--- WORK TASK ---
Copy every line of the data that includes the string "windshield".

*** Opening of PROVIDED ENTRIES ***

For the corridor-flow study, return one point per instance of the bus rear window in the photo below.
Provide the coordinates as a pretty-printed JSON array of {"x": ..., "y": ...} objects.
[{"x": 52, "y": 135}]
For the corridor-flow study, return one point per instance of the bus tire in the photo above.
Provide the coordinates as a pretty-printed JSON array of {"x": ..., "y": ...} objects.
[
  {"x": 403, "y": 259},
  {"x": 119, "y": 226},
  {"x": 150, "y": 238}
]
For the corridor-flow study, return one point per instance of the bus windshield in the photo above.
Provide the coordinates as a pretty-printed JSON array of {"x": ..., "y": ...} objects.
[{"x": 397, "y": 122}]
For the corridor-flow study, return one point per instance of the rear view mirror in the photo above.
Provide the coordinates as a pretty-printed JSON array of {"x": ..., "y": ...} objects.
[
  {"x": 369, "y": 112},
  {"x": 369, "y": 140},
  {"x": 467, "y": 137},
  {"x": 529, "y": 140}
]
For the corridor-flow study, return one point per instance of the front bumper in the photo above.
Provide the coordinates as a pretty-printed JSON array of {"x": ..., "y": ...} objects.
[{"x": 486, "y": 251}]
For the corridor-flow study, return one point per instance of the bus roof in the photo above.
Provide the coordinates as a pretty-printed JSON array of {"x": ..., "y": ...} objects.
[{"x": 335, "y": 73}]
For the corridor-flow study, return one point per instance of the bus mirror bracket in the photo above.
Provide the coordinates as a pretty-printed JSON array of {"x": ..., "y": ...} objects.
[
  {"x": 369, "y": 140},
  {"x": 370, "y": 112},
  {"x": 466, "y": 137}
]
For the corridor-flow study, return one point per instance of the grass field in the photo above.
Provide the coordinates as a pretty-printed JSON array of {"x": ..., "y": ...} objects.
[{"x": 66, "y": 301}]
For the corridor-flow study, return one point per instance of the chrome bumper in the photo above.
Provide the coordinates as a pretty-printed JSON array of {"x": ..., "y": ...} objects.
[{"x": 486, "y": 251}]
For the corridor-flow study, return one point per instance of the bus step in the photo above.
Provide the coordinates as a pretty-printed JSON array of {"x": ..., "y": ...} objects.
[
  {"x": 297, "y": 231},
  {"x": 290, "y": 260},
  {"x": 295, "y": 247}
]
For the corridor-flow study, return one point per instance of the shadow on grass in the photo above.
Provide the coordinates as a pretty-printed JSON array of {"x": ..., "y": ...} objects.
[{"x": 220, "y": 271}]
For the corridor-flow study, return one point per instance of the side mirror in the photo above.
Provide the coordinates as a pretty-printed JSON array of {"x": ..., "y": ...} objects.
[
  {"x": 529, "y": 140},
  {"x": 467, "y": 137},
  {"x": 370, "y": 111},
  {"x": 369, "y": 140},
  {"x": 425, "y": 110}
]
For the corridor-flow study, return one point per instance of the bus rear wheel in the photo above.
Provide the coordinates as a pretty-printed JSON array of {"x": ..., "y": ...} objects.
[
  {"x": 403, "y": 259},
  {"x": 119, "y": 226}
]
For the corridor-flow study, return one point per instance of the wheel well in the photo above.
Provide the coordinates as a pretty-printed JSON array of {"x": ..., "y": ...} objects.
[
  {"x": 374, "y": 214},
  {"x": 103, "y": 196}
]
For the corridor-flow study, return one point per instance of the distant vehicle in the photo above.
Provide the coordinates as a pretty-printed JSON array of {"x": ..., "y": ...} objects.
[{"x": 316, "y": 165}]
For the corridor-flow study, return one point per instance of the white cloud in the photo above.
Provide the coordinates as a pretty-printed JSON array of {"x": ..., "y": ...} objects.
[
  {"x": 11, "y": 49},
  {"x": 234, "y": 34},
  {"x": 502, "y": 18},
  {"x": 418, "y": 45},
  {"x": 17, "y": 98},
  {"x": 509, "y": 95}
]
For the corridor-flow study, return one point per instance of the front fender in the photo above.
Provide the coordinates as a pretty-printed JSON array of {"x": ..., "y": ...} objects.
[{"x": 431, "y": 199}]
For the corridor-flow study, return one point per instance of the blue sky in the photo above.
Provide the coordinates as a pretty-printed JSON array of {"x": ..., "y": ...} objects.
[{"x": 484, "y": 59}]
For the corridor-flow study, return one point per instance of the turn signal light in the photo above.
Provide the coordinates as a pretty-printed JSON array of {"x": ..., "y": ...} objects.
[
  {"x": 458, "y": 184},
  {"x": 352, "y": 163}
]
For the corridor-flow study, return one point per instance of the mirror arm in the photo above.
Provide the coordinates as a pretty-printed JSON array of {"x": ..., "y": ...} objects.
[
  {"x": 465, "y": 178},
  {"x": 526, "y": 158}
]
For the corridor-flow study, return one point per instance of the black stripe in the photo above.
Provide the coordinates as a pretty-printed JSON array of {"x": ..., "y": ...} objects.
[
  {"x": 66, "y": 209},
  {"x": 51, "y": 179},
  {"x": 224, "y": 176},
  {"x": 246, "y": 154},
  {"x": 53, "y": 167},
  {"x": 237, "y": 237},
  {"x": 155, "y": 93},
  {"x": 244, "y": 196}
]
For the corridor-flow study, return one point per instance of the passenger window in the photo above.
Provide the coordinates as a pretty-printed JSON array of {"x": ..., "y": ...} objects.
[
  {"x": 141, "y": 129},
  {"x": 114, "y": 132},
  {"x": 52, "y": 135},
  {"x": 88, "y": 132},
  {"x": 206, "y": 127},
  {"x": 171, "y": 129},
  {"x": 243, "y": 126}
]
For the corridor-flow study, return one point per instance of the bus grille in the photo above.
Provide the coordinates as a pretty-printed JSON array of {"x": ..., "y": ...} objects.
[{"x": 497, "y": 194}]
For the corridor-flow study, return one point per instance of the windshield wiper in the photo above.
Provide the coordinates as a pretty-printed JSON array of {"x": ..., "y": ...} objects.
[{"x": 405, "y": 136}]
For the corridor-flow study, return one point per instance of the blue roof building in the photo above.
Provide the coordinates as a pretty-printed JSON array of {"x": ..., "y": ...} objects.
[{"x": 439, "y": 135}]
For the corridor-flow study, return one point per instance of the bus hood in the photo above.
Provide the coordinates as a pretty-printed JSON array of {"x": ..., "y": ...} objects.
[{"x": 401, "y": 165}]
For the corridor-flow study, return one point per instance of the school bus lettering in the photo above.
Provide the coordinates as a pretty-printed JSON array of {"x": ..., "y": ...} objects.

*** Close of PROVIDED ENTRIES ***

--- ANSWER TO THE PROBLEM ---
For the corridor-flow study, return one point per instance of the bus windshield in the photo above.
For the corridor-flow study, return one point per instance of the windshield wiper in the photo above.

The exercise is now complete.